▶ **Exercise prompt**: Write out again, exactly, the lines below starting at the one with "Target: cascading white water" and ending at the one with "123, row 190".

(Saved entries)
= Beginning of Section =

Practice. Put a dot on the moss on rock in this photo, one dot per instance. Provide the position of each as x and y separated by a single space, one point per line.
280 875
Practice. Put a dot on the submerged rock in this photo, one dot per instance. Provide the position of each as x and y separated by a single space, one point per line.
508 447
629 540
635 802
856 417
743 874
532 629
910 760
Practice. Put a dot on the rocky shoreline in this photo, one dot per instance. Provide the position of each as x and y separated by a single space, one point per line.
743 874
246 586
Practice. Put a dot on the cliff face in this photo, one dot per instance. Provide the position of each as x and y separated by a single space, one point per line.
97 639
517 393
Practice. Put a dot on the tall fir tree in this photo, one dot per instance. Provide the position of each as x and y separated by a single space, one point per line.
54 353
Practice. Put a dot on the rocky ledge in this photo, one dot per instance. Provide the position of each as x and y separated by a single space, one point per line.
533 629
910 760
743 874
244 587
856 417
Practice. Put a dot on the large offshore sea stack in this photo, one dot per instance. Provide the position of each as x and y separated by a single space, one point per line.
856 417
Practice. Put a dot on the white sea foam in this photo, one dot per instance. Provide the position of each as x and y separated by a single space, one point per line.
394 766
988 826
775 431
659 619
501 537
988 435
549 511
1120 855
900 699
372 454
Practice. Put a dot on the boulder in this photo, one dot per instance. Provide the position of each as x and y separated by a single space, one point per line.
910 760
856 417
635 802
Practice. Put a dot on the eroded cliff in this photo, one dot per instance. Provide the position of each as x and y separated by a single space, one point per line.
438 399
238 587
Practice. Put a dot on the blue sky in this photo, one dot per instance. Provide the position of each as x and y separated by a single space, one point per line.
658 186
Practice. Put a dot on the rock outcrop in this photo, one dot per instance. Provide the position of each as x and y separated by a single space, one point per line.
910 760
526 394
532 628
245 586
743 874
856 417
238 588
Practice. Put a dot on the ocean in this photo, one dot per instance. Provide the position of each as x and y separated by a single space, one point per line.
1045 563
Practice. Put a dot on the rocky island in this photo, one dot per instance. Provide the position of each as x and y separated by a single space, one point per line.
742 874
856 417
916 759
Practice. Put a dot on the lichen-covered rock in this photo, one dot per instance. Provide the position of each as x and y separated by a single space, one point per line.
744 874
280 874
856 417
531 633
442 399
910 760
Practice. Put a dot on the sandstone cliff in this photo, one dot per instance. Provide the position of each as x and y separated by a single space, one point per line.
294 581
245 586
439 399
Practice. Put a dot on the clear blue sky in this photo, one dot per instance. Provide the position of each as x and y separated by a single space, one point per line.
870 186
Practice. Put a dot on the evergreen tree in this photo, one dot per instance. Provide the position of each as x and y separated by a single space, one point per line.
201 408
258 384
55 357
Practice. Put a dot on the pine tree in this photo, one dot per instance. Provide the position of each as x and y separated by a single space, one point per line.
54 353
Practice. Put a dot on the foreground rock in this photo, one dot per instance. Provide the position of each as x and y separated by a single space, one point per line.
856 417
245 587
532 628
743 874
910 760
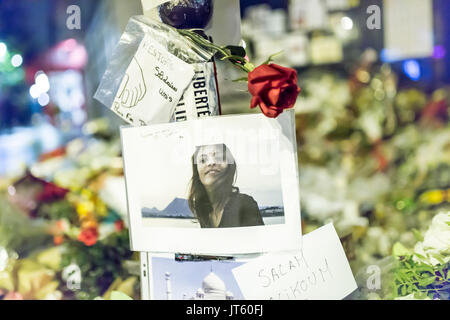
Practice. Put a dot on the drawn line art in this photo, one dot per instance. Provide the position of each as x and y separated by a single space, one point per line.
132 90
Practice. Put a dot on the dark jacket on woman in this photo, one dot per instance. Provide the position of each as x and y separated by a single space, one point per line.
241 210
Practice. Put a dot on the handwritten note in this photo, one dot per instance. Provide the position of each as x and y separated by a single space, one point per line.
319 271
152 85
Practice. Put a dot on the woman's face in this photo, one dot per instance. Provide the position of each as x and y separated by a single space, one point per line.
211 164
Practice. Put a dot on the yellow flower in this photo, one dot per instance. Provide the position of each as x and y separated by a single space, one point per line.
85 208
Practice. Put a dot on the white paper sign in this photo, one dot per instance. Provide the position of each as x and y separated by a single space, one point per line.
319 271
408 29
152 85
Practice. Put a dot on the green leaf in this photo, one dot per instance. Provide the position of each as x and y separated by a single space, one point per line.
427 281
399 250
438 257
403 290
417 235
243 79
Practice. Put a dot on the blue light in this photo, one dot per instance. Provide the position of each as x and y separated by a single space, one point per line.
412 69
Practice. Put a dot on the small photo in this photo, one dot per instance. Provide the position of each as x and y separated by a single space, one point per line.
192 184
215 190
193 280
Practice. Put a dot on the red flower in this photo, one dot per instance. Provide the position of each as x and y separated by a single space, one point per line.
88 236
57 240
274 88
51 192
119 225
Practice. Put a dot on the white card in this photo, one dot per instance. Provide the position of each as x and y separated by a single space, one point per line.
160 165
319 271
152 85
406 36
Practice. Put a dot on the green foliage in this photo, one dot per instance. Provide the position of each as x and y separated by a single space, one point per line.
58 210
100 264
421 279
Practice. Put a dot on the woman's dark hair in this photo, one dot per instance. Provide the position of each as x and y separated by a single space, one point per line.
198 199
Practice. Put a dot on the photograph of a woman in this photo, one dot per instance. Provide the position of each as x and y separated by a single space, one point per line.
213 199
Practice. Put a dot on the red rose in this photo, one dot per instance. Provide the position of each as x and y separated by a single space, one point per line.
88 236
273 87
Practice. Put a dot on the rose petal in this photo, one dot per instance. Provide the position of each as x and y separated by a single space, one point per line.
271 112
273 95
254 102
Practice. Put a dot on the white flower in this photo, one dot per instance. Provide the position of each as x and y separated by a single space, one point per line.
410 297
436 241
438 235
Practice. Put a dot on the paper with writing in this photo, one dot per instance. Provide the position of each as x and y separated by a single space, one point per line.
319 271
200 99
152 85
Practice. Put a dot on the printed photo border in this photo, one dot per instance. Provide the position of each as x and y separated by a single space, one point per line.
217 241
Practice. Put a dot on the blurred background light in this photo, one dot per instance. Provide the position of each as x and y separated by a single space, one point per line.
347 23
44 99
412 69
34 91
3 50
42 82
16 60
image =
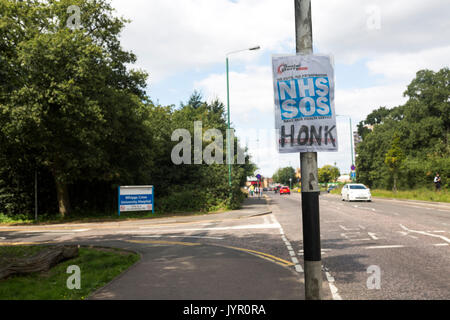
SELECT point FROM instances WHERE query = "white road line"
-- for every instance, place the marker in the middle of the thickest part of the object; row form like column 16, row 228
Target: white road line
column 295, row 261
column 426, row 233
column 372, row 235
column 347, row 229
column 333, row 288
column 386, row 247
column 250, row 226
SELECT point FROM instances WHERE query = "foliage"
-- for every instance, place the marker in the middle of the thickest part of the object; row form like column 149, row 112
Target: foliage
column 328, row 173
column 283, row 175
column 98, row 268
column 72, row 110
column 411, row 140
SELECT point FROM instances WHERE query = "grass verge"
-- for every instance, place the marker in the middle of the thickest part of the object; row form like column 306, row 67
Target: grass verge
column 98, row 267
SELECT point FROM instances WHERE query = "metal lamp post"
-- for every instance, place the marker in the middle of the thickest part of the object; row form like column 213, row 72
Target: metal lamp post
column 228, row 111
column 351, row 137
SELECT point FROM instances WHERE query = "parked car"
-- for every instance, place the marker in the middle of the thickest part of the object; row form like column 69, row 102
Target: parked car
column 331, row 188
column 355, row 192
column 285, row 190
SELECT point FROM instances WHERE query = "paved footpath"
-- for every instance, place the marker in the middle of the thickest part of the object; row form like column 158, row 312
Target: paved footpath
column 188, row 268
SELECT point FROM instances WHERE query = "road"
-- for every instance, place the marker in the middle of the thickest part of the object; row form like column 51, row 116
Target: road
column 408, row 242
column 256, row 253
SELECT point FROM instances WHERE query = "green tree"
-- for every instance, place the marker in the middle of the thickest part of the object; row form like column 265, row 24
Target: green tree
column 419, row 129
column 72, row 86
column 393, row 159
column 328, row 173
column 283, row 175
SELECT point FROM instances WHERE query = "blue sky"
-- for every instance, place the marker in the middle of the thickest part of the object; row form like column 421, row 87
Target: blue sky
column 377, row 48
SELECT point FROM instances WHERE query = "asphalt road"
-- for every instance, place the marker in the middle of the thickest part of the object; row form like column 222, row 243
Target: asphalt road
column 407, row 242
column 256, row 253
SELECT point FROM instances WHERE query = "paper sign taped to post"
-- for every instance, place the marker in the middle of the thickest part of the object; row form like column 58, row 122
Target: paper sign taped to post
column 305, row 118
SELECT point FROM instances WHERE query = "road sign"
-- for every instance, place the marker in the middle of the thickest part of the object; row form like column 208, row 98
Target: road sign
column 305, row 119
column 136, row 198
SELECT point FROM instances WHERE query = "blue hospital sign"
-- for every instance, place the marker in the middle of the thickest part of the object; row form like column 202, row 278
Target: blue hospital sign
column 135, row 198
column 305, row 118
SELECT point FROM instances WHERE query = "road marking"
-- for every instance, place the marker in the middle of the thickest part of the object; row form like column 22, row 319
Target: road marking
column 164, row 242
column 295, row 262
column 347, row 229
column 386, row 247
column 197, row 237
column 333, row 288
column 265, row 256
column 250, row 226
column 54, row 231
column 426, row 233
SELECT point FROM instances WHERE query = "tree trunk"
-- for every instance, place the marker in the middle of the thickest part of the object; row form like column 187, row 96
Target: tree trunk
column 42, row 261
column 62, row 194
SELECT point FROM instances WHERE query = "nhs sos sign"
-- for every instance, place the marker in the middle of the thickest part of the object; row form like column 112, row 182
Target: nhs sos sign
column 306, row 97
column 305, row 118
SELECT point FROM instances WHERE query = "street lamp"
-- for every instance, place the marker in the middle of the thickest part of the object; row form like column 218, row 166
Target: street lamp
column 351, row 137
column 228, row 110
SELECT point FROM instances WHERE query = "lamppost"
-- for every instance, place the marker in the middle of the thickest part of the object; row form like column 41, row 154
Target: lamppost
column 351, row 138
column 228, row 111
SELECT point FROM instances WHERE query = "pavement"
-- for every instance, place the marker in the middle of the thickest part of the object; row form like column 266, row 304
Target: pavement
column 189, row 264
column 180, row 270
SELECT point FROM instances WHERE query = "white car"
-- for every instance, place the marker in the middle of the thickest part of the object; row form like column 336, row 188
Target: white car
column 355, row 192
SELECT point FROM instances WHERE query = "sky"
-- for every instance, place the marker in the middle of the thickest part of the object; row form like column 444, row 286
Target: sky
column 377, row 47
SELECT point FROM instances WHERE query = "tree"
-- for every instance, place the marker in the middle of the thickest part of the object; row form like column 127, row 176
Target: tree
column 283, row 175
column 328, row 173
column 64, row 102
column 412, row 138
column 393, row 159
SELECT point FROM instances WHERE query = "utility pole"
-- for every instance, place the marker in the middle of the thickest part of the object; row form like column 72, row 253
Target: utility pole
column 35, row 195
column 309, row 175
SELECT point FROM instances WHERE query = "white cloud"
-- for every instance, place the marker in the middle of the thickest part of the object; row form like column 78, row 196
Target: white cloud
column 174, row 36
column 403, row 66
column 177, row 36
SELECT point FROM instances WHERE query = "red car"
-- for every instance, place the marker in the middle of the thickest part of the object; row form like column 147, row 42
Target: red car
column 285, row 190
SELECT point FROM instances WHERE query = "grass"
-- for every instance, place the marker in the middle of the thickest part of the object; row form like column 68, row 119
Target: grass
column 96, row 217
column 98, row 267
column 418, row 194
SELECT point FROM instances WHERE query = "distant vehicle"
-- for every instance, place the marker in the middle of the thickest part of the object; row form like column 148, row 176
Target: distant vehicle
column 331, row 188
column 355, row 192
column 285, row 190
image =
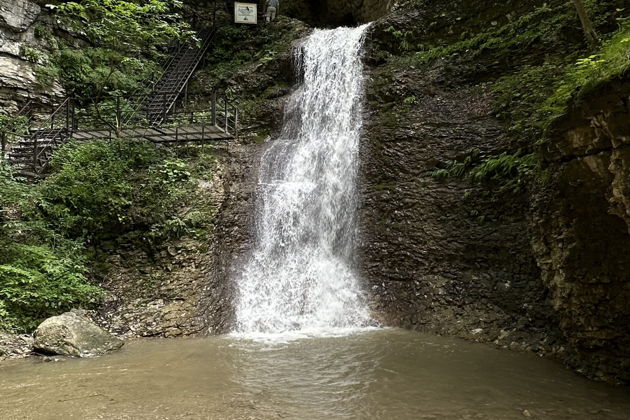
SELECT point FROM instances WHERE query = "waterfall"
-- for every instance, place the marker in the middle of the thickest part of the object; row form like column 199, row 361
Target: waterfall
column 299, row 277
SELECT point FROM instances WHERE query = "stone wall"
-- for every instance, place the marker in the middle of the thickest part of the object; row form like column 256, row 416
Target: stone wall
column 336, row 12
column 18, row 82
column 582, row 239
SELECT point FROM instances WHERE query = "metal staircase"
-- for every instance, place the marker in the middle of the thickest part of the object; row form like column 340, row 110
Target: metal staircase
column 175, row 78
column 31, row 155
column 161, row 116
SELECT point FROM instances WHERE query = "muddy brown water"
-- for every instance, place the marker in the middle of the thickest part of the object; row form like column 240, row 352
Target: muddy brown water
column 384, row 374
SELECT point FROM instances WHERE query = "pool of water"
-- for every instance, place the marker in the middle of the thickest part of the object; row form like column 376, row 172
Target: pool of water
column 383, row 374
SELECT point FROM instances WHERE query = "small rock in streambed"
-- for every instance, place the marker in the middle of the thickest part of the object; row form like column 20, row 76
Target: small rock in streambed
column 73, row 334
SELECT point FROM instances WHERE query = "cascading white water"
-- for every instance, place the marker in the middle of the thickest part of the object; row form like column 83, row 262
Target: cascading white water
column 299, row 277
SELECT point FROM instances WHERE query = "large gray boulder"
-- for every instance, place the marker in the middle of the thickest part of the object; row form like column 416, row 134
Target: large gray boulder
column 73, row 334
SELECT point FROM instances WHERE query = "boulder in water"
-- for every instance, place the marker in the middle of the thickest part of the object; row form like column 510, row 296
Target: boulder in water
column 72, row 334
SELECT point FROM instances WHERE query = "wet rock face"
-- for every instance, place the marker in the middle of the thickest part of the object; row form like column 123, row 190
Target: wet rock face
column 443, row 256
column 73, row 334
column 18, row 15
column 581, row 236
column 336, row 12
column 18, row 81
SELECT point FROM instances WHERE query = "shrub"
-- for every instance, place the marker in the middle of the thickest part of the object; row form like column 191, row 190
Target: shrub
column 36, row 283
column 91, row 190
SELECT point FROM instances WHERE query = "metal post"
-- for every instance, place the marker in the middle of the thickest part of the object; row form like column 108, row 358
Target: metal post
column 235, row 122
column 214, row 107
column 118, row 114
column 34, row 151
column 226, row 113
column 68, row 116
column 75, row 124
column 164, row 107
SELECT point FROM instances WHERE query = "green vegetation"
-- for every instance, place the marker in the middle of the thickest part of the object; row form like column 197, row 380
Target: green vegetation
column 236, row 59
column 511, row 171
column 530, row 94
column 42, row 273
column 120, row 191
column 125, row 42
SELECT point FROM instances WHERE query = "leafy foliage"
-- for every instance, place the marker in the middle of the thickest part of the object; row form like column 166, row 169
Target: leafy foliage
column 610, row 62
column 126, row 40
column 41, row 272
column 36, row 282
column 91, row 191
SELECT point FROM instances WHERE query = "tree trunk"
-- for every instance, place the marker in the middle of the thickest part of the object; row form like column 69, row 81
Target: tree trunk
column 591, row 36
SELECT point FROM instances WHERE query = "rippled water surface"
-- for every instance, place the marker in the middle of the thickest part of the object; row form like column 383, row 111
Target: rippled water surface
column 386, row 374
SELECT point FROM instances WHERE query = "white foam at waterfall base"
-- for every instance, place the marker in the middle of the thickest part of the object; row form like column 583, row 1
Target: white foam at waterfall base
column 299, row 280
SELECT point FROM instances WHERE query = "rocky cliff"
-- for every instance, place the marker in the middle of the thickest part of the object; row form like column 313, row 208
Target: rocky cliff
column 581, row 222
column 448, row 257
column 19, row 45
column 541, row 265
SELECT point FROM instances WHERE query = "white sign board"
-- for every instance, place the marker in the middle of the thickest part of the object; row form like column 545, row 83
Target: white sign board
column 246, row 13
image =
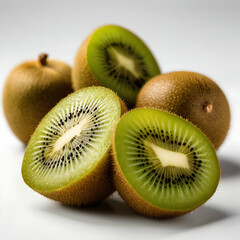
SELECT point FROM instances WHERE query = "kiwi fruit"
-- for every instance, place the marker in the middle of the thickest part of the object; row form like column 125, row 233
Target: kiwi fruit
column 115, row 58
column 164, row 166
column 67, row 158
column 192, row 96
column 31, row 90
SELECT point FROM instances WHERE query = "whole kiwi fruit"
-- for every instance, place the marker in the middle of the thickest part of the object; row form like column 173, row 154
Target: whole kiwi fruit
column 116, row 58
column 31, row 90
column 68, row 156
column 164, row 166
column 194, row 97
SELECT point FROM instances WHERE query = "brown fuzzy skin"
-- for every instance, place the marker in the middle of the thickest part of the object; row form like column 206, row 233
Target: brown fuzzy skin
column 92, row 188
column 89, row 190
column 82, row 75
column 133, row 199
column 194, row 97
column 31, row 90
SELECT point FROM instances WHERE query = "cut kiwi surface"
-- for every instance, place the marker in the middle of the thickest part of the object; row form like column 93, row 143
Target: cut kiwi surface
column 67, row 158
column 164, row 165
column 114, row 57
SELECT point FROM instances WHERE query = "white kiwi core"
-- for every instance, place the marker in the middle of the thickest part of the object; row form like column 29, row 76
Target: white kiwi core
column 125, row 62
column 69, row 135
column 167, row 157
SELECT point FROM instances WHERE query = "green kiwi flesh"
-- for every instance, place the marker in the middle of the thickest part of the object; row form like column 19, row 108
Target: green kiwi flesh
column 70, row 143
column 120, row 61
column 165, row 161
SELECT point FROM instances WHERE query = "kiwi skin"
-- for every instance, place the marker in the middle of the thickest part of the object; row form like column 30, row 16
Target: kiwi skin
column 31, row 90
column 83, row 193
column 194, row 97
column 93, row 187
column 133, row 199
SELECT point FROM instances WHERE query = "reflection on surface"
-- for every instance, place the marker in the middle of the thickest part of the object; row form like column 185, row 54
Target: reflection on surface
column 115, row 213
column 229, row 167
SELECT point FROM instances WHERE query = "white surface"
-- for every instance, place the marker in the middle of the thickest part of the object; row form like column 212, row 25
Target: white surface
column 201, row 36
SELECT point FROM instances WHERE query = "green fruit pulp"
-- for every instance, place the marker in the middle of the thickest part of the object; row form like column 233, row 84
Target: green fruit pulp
column 84, row 121
column 166, row 160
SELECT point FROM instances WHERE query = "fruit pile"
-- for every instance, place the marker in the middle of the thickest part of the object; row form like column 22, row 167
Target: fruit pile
column 159, row 156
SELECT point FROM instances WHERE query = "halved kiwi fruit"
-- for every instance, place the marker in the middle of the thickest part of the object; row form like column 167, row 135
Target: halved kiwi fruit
column 192, row 96
column 114, row 57
column 67, row 158
column 31, row 90
column 164, row 166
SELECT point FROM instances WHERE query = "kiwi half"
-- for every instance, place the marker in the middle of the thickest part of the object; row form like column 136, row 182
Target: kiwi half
column 164, row 166
column 67, row 158
column 192, row 96
column 114, row 57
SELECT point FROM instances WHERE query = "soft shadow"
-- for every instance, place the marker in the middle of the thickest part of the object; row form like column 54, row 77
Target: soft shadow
column 114, row 212
column 229, row 167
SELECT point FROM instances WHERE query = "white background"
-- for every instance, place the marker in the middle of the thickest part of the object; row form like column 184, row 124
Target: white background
column 201, row 36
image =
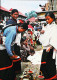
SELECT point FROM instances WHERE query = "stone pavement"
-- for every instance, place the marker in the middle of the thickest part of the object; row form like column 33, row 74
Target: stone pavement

= End of Section =

▶ **The answer**:
Target: cascading white water
column 299, row 277
SELECT point FROM instances WHERE query = "large gray boulder"
-- for every instance, place the marker in the middle of the thickest part of the object; row form like column 416, row 134
Target: large gray boulder
column 73, row 334
SELECT point FROM instances WHERE query = "boulder in water"
-- for every instance, place the marker in the middle of the thickest part of the object; row form like column 510, row 296
Target: boulder in water
column 72, row 334
SELECT point FROM instances WHERE query = "wet rock face"
-- for every instance, place the marker in the middle of the thickest part of the object; row form like column 123, row 190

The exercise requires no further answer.